━━ Tekstfragment

En zo komt Hij, de Rechter van de hele aarde, als verdachte terecht te staan voor de rechtbank van Pilatus. Maar zie nu ook Zijn heerlijkheid, die Hij wint in die gehoorzaamheidsdaad. Want Christus heeft als Israëliet, als particulier, als ambteloos burger Zich niet ingelaten met de zaken van het recht. Want Hij heeft Zijn belasting op tijd betaald en Hij heeft geweigerd zich met een erfeniskwestie tussen twee broers in te laten.
Maar als Christus Zijn voet zet over de drempel van Pilatus' rechthuis, dan heeft Hij daarmee alle eigendomsrecht ook in de zaken van het recht verworven, dan is van die dag af alle recht van Hem, dan krijgt Hij het oordeel over de wereld en dan wordt de aarde vol van de rechten van Zijn Naam. Daarom moeten we Hem overal gehoorzaam zijn: in de wereld en in de kerk. En daarom wordt er geen Avondmaalstafel bereid of het is Zijn recht, dat we tot die tafel naderen als Zijn verootmoedigd volk.
Maar dan mogen we ook gaan in de volle vrijmoedigheid van het geloof, want we mogen weten, dat Hij voor ons gegaan is onder het gericht van God, opdat Hij ons van het rechtvaardig oordeel van God, dat over ons gaan zou, bevrijdde. Wij zullen ons dus in dit uur verblijden, dat ons in het lijden van Christus de weg tot het Heilig Avondmaal is geopend, nu we uit het Woord Gods horen,
DAT CHRISTUS ZICH GEEFT ALS HET WARE PAASLAM
en we letten er op, dat Christus hier drie schreden van Zijn lijdensweg aflegt om daarin voor ons de vrucht te winnen:
DE EERSTE SCHREDE: CHRISTUS BUITEN HET RECHT VAN ZIJN VOLK
DE TWEEDE SCHREDE: CHRISTUS BUITEN DE GEMEENSCHAP VAN ZIJN VOLK
DE DERDE SCHREDE: CHRISTUS BUITEN HET FEEST VAN ZIJN VOLK
ten slotte:
DE VRUCHT: CHRISTUS BEREIDT DAARIN HET PAASMAAL VAN ZIJN VOLK.
We zien dus allereerst Christus de eerste schrede maken: Hij wordt gestoten buiten het recht van Zijn volk.

━━━━
━━ Gegevensinvoer

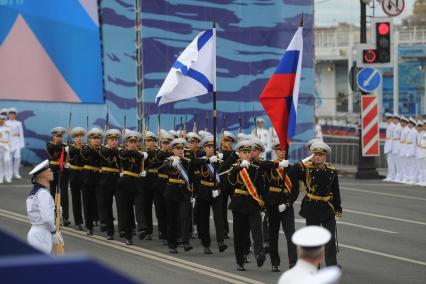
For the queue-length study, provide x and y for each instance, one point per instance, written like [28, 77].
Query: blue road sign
[368, 79]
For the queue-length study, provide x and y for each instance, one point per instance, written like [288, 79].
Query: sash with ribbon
[211, 171]
[183, 174]
[250, 186]
[287, 180]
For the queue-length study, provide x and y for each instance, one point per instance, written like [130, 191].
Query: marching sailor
[41, 210]
[322, 205]
[57, 155]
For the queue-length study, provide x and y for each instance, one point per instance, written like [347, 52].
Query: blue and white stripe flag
[194, 72]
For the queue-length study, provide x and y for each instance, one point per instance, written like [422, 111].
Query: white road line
[379, 216]
[205, 270]
[384, 254]
[302, 221]
[383, 193]
[384, 217]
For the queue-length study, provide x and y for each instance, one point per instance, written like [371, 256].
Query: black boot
[207, 250]
[222, 246]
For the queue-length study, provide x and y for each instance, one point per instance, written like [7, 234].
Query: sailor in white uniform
[41, 210]
[388, 147]
[310, 241]
[5, 169]
[17, 141]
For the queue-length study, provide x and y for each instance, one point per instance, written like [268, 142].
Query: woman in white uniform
[41, 210]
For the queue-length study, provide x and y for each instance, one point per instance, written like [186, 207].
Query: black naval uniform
[150, 185]
[110, 172]
[322, 201]
[129, 191]
[91, 160]
[205, 200]
[54, 152]
[76, 182]
[246, 215]
[226, 188]
[280, 192]
[178, 196]
[160, 202]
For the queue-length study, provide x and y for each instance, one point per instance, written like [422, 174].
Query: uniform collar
[36, 188]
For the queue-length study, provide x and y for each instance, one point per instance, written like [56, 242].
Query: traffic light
[379, 52]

━━━━

Opdracht 1
Beantwoord over het tekstfragment over Christus voor Pilatus:
(a) Welke twee dingen deed Christus als ambteloos burger?
(b) Als wat geeft Christus Zich volgens de hoofdletterregel?
(c) Hoe luidt de titel van de tweede schrede?
Opdracht 2
Zet het tekstfragment over Christus voor Pilatus voort, aansluitend op de laatste zin.
De lijst speelt hierbij geen enkele rol.

Eindresultaat 1
(a) Hij betaalde Zijn belasting op tijd en weigerde Zich in te laten met een erfeniskwestie tussen twee broers.
(b) Als het ware Paaslam.
(c) Christus buiten de gemeenschap van Zijn volk.

Eindresultaat 2
Want, zo lezen we, zij dan leidden Jezus van Kajafas naar het rechthuis. De procedure tegen Jezus was dan eindelijk toch afgelopen. Toen men Jezus dan toch in handen had, wist men eigenlijk niet goed, wat men moest beginnen. Men zocht naar getuigen tegen Hem. Maar men kon geen getuigenis vinden. Men zocht de hele verzameling wetten van Mozes na, maar men kon met de wet van Mozes in handen geen beschuldiging tegen Hem vinden. En daarin moest het Sanhedrin stilzwijgend erkennen, dat Christus niet gekomen was om de wet en de profeten te ontbinden maar om die te vervullen.
Kajafas wist ten slotte een uitweg: Ik bezweer u bij de levende God, dat U ons zegt of U bent de Christus, de Zoon van de levende God. En als Jezus dan zegt: u hebt het gezegd, dan hebben ze geen getuigenis meer nodig. Jezus had Zich Gods Zoon genaamd, Hij had Zich aangediend als de beloofde Vervuller van de wet van Mozes.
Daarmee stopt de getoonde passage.